▶ **Study questions**
- A) Answer these questions using the article about Kanye West and the YZY token:
(i) Which account does West call the official project?
(ii) How much liquidity was drained by the selling?
(iii) Which platforms supplied the data on the deployer's wallet addresses?
- B) Proceed with the article about Kanye West and the YZY token, continuing from its last sentence.

▶ **Source text**
Kanye West Denies Association With YZY Token
Singer and rapper Kanye West has officially disassociated himself with the recent YZY memecoin which quickly surged and collapsed in a matter of days.
West claims that the release of the token was not his doing, and his instagram was hacked to promote the fraudulent coin.
"My Instagram has been hacked and it's following a fake coin.. The official project is @YZY_MNY.
Oddly enough, West went on to share a fresh Solana wallet address associated with the new initiative, further implying his endorsement of a different digital asset project.
So far, his team has offered no additional details regarding the alleged account breach, and Meta, the parent firm of Instagram, has yet to comment publicly on the claim.
$24 Million in Liquidity Wiped Out
The original YZY token, launched only days before Ye’s post, saw massive trading activity before liquidity collapsed.
Data aggregated from platforms such as Birdeye and DEX Screener revealed that wallet addresses tied to the token’s deployer dumped significant portions of supply shortly after launch.
This wave of selling drained more than $24 million in liquidity, leaving traders with steep losses and sending the token’s price to near zero.
Influencers who promoted the token on social media in the lead-up to trading frenzy began deleting their posts following the collapse.
The incident underscores the persistent risks in memecoin markets, particularly when tokens are tied — officially or not — to high-profile celebrities.

▶ **Dataset entries**

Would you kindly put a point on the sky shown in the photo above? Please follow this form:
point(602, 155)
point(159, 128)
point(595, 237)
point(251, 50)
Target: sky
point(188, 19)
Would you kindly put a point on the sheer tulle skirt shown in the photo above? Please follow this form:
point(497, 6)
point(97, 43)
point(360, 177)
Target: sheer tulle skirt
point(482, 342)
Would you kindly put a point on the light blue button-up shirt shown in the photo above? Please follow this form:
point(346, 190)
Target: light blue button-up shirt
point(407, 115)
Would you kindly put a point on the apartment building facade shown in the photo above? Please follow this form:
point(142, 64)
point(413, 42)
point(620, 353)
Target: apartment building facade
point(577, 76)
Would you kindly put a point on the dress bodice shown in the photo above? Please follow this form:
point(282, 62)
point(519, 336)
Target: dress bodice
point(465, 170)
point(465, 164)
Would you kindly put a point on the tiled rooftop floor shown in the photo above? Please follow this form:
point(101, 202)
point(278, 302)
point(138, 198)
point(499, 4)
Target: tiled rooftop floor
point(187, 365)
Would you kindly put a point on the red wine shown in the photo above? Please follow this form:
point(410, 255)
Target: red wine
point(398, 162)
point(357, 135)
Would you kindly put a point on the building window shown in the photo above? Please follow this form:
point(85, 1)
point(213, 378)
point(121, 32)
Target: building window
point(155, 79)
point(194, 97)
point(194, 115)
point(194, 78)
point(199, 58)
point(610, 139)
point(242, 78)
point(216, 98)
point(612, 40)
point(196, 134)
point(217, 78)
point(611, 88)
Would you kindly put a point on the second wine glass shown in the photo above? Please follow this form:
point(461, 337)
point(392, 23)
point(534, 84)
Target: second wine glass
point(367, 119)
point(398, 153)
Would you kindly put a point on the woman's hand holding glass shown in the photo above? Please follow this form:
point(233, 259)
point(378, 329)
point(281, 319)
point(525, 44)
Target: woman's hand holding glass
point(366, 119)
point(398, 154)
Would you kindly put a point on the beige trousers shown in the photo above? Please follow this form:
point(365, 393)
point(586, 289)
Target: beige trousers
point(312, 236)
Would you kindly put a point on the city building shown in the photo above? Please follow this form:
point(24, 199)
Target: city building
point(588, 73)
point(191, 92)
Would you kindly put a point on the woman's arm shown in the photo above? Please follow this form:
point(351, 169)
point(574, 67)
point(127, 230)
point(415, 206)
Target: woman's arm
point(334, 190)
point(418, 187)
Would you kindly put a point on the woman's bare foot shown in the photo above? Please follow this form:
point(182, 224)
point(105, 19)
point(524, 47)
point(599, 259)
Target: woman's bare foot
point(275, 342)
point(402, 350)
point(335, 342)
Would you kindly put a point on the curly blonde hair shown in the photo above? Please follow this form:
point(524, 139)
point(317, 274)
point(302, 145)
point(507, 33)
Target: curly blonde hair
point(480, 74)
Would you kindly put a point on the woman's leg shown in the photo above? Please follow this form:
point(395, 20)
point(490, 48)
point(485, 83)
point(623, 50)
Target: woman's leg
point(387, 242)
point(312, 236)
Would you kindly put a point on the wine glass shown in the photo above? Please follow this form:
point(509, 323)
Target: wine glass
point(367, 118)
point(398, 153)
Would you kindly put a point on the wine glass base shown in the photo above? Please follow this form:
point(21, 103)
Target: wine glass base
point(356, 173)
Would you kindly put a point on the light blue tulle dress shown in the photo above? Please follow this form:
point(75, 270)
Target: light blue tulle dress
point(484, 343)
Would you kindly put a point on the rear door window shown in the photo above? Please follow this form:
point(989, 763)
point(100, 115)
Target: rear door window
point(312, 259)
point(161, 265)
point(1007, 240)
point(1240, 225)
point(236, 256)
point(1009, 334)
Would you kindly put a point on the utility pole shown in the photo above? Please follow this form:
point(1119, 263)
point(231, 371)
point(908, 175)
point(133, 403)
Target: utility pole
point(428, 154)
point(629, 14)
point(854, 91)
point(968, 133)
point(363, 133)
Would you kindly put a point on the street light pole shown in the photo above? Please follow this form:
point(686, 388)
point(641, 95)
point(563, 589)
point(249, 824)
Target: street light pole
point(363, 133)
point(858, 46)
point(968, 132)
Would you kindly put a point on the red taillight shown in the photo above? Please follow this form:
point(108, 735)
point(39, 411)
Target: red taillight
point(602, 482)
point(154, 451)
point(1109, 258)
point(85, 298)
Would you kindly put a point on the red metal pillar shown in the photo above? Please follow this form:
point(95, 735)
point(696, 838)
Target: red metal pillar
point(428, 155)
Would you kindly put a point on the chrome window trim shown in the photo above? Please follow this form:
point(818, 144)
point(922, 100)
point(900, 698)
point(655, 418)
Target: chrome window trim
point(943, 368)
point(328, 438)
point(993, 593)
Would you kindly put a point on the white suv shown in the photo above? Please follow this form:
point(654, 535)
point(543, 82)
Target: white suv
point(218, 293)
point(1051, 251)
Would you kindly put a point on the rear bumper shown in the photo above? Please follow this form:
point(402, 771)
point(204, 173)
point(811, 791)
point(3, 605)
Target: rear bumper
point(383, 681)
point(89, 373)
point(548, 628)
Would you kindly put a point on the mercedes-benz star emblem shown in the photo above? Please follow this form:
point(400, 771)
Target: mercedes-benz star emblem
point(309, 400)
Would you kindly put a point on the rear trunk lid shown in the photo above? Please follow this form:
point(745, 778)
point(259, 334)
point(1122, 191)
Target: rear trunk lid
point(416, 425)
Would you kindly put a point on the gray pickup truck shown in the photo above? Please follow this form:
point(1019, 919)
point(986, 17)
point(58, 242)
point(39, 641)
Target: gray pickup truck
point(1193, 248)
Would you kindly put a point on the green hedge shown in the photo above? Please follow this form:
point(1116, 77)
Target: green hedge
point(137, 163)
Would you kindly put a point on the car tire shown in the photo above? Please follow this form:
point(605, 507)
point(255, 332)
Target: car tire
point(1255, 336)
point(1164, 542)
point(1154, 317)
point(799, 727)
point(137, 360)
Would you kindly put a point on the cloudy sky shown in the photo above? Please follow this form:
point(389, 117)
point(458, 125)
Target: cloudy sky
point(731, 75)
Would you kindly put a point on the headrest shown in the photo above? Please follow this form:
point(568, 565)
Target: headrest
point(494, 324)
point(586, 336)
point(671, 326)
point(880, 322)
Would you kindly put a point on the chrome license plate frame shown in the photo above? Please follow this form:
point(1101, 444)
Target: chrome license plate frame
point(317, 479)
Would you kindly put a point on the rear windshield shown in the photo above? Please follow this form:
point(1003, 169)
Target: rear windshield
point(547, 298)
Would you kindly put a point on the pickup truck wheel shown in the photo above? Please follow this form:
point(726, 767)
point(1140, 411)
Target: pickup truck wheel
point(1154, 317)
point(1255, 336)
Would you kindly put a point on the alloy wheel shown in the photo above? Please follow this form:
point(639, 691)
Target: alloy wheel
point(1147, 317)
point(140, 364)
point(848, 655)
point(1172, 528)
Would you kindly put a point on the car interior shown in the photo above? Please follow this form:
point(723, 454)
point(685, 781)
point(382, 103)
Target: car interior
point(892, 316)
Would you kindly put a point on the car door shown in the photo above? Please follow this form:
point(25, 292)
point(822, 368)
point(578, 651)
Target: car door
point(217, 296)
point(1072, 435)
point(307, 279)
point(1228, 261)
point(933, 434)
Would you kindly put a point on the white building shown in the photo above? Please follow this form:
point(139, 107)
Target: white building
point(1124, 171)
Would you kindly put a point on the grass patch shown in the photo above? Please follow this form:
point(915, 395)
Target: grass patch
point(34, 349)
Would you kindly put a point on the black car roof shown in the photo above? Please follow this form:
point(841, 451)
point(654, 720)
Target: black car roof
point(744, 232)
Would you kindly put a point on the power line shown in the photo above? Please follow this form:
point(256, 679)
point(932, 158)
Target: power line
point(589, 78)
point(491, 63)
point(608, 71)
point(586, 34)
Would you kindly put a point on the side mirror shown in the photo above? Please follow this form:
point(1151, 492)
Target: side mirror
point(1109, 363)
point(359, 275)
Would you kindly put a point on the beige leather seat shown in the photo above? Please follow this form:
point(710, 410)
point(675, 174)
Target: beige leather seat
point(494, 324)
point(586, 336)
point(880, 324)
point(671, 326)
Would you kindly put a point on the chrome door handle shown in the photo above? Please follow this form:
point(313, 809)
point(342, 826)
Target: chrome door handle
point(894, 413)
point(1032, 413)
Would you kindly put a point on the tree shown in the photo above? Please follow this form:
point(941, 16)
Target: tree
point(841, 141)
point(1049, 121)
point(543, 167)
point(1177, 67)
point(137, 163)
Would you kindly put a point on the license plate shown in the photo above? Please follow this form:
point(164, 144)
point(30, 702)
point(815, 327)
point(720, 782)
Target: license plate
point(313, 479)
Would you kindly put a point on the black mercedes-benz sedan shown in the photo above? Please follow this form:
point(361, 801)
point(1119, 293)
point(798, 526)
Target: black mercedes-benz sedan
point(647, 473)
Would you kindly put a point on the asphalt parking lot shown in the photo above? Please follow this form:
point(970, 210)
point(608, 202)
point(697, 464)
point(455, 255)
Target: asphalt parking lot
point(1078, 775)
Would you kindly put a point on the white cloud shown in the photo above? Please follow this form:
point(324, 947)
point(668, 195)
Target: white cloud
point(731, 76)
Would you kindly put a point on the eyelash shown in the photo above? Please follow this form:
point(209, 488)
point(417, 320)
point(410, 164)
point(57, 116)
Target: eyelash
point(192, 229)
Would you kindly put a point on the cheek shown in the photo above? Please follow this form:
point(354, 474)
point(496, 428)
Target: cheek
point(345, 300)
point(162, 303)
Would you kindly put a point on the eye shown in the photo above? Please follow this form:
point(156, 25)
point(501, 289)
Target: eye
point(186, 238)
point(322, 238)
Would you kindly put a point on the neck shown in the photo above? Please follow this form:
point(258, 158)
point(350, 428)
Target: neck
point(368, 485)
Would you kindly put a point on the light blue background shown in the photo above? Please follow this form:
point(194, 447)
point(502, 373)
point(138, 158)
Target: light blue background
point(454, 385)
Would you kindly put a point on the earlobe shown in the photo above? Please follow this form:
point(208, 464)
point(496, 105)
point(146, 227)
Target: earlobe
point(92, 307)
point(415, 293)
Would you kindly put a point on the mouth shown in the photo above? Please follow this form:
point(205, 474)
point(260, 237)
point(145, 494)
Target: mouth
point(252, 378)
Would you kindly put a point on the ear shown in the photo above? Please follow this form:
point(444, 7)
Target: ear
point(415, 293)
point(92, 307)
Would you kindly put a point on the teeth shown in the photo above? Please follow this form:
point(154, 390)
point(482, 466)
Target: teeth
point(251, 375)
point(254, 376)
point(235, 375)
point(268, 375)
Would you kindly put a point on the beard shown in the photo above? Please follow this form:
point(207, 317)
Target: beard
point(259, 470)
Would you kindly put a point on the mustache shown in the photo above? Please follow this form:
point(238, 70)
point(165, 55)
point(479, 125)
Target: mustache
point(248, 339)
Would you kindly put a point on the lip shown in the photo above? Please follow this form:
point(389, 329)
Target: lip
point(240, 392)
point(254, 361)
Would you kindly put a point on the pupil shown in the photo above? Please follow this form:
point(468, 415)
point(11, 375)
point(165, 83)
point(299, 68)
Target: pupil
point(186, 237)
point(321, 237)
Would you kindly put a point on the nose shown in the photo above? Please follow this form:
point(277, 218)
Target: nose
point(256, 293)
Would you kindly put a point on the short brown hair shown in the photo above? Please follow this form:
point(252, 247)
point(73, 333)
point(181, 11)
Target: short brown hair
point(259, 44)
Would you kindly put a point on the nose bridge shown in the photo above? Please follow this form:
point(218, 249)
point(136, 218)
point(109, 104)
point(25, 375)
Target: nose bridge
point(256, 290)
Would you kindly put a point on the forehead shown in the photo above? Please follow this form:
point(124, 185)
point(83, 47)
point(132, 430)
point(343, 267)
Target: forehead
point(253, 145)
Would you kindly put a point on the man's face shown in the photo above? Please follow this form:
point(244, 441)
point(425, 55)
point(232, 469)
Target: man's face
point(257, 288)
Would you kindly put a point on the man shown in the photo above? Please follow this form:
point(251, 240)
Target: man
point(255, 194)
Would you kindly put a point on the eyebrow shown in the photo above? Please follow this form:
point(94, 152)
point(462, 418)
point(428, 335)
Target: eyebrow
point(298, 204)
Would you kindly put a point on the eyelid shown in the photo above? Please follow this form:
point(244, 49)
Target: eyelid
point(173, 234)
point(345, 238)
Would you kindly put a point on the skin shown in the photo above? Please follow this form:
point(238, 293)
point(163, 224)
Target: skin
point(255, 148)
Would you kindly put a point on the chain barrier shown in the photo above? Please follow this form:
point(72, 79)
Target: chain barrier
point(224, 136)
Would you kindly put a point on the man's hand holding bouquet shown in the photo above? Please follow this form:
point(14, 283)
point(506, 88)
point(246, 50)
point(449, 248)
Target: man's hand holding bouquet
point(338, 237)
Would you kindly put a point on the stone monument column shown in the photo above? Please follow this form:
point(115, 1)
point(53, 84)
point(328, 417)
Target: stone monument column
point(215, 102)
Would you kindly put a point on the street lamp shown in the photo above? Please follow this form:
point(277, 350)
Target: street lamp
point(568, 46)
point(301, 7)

▶ **Answer section**
- A)
(i) @YZY_MNY
(ii) More than $24 million
(iii) Birdeye and DEX Screener

- B)
Community Pushback and Skepticism
Despite Ye’s disavowal, large sections of the online crypto community remain unconvinced. Popular account Autism Capital expressed skepticism on X, writing:
“Kanye West claims his IG was ‘hacked’ and was promoting a fake coin several days AFTER all the dumping was done of his original coin. He then advertised a NEW coin saying ‘this is the real coin.’ Haven’t we seen this playbook before? The grifting never ends.”
This sentiment reflects a growing distrust of celebrity-linked crypto projects. Without clear disclosures or regulatory guardrails, the overlap between viral promotion and financial speculation continues to fuel questions about accountability.
Celebrity Memecoins and the Regulatory Gray Zone
The dispute surrounding YZY token comes amid a string of controversies involving celebrities and Web3 in 2024 and 2025. From unauthorized launches to questionable endorsements, the space has repeatedly blurred the line between genuine involvement and opportunistic branding.
Legal accountability remains murky. Unless celebrities formally disclose partnerships or financial ties, proving liability for failed token launches is complex.
Regulators are still grappling with how to treat promotional posts on social platforms when those endorsements may shift millions in trading volume in a matter of hours.
For investors, sensational token launches tied to household names still carry outsized risk. And for the wider Web3 industry, these episodes highlight the need for stronger transparency, clearer frameworks, and heightened due diligence in an environment where memecoin hype often outpaces oversight.
The Bigger Picture
Whether Ye’s Instagram was truly compromised or whether the timeline raises deeper questions, the fallout from the YZY token shows how celebrity branding continues to hold dangerous sway over token markets.
A single social media account tied to a global figure can move millions in liquidity overnight — regardless of whether the project being promoted is legitimate or not.
As memecoins remain a defining part of the Web3 narrative, the YZY saga serves as a cautionary tale: volatility, unclear endorsements, and regulatory uncertainty make the space fertile ground not just for innovation, but for controversy.